▸ STATED EXERCISE
The records below are to be repeated in full, exactly as they are.

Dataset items
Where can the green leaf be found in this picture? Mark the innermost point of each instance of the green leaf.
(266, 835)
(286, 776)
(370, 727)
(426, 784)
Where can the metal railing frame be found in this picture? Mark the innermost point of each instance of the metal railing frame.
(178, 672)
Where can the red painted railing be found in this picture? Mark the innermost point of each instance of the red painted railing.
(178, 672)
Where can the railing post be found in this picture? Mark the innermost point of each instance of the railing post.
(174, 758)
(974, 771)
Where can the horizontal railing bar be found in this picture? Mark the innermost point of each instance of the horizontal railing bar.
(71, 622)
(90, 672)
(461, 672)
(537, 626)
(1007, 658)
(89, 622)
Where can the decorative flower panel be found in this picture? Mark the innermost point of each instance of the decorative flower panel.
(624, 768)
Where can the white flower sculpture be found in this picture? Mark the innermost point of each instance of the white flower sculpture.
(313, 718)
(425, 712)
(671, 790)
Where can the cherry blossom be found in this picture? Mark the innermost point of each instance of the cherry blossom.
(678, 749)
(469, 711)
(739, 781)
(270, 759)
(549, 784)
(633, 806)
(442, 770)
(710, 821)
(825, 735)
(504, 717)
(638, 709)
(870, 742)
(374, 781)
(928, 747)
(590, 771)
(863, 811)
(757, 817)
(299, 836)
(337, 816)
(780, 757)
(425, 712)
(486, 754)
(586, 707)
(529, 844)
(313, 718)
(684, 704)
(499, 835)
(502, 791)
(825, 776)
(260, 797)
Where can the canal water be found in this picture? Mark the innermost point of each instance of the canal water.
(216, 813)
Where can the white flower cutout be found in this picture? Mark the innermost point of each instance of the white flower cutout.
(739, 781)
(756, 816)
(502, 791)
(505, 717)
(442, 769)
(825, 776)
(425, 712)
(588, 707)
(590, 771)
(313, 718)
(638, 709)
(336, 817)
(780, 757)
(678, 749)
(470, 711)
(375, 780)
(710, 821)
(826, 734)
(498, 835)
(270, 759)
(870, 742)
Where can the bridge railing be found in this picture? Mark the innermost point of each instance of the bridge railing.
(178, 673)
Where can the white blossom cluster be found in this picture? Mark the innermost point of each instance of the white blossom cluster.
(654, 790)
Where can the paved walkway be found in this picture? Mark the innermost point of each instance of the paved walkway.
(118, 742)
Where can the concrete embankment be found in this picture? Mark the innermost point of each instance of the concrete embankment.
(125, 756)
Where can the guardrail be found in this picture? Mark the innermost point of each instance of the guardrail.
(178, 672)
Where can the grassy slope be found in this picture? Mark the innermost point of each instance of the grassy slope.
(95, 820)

▸ FINISHED TASK
Where can the green leaf be found in this picture? Mark the innermost point of each instance of the green leaf.
(266, 835)
(286, 776)
(370, 727)
(426, 784)
Where can the metal railing frame be found in this picture? Mark the innermost point of each instance of the metal railing frame.
(178, 672)
Where can the red painted railing be found in this picture? Mark the innermost point of each instance of the red painted railing.
(178, 672)
Where can the railing post be found in this picture? Mark the innermost point of each instance of the railing post.
(174, 758)
(974, 771)
Where can the horizontal railing bar be found in this picture? Mark the innermost point of each instance of the horizontal railing bar.
(71, 622)
(90, 672)
(461, 672)
(537, 626)
(1007, 658)
(89, 622)
Where can the decorative flower panel be found in this picture? Mark the innermost point of each instance of the decorative flower panel.
(624, 768)
Where can the white flower sculpture be found in this picture? Mark the innermost point of each instance of the white flower sculpture.
(313, 718)
(425, 712)
(671, 790)
Where can the cherry blossom be found in this picture? Mark the innermost point of each instance of the cherry blossom.
(678, 749)
(469, 711)
(739, 781)
(270, 759)
(549, 784)
(633, 806)
(442, 770)
(710, 821)
(825, 735)
(504, 717)
(638, 709)
(870, 742)
(374, 781)
(928, 747)
(590, 771)
(863, 811)
(757, 817)
(299, 836)
(337, 816)
(780, 757)
(425, 712)
(486, 754)
(586, 707)
(529, 844)
(313, 718)
(684, 704)
(499, 835)
(502, 791)
(825, 776)
(260, 797)
Where can the canal water be found in this picture? Mark the innermost point of each instance of the canal water.
(216, 813)
Where can the white flower cutout be found in this picture? Mark the innermost point of each instance of the white flower cutout.
(739, 781)
(756, 816)
(502, 791)
(505, 717)
(442, 769)
(825, 776)
(425, 712)
(588, 707)
(590, 771)
(313, 718)
(638, 709)
(336, 817)
(780, 757)
(678, 749)
(470, 711)
(375, 780)
(710, 821)
(826, 734)
(498, 835)
(270, 759)
(870, 742)
Where can the bridge railing be found in this picture? Mark the innermost point of each instance of the bridge railing.
(178, 673)
Where can the white blossom cluster be found in this picture? Mark the innermost point of each instance of the white blossom cluster.
(654, 790)
Where can the paved walkway be found in this picture? Mark the innermost point of each instance of the paved walkway.
(118, 742)
Where can the concrete embankment be found in this picture? Mark the innermost point of each instance of the concrete embankment.
(125, 756)
Where can the guardrail be found in this picture? Mark the innermost point of each instance of the guardrail.
(178, 672)
Where can the grassy slope be found in this picture? Mark the innermost point of each instance of the grassy slope.
(95, 820)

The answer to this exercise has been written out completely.